In the excerpt on doping in baseball, what share of MLB players does ADHD apparently afflict?

■ **Page excerpt**
══════════

At first. They needed to figure out how to be stealthier in their doping, how to combine periodic injections of human growth hormone (when was the last time someone tested positive for that?) with nightly micro-doses of testosterone via pills, gels, creams, patches or other delivery methods that clear their system by the time they’re subject to drug testing at the ballpark the next afternoon.

How to get a therapeutic use exemption to legally take stimulants for ADHD, which apparently afflicts nearly one in 10 MLB players.

How to bulk up in the offseason when testing is limited or disappear for a few weeks to a remote locale where testers can’t find them.

How to acquire other potent muscle-building substances like Insulin-like growth factor 1 for which there is no verifiable test.

“The dosages are less than the ’90s, so you won’t see guys hitting 70 home runs,” Conte says. “But more guys are using. It’s working, and guess what: Good news of making money travels fast.”

══════════

■ **Extracted information**
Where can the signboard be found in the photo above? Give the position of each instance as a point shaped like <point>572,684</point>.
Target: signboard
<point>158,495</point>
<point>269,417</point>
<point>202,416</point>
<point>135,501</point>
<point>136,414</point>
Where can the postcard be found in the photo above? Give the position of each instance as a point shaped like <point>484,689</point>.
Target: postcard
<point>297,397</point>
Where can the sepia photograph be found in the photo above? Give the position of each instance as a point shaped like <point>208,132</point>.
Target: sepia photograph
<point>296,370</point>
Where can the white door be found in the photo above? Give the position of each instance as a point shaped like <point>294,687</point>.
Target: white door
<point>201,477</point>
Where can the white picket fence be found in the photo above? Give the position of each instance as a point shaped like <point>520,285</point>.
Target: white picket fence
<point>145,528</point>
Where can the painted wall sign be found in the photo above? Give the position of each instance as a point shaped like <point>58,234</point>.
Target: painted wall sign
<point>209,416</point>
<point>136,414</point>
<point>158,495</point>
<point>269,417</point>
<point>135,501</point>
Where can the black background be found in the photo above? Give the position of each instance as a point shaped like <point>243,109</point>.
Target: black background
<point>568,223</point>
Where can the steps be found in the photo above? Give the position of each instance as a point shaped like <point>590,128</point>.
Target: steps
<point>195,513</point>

══════════

■ **Expected answer**
Nearly one in 10 MLB players.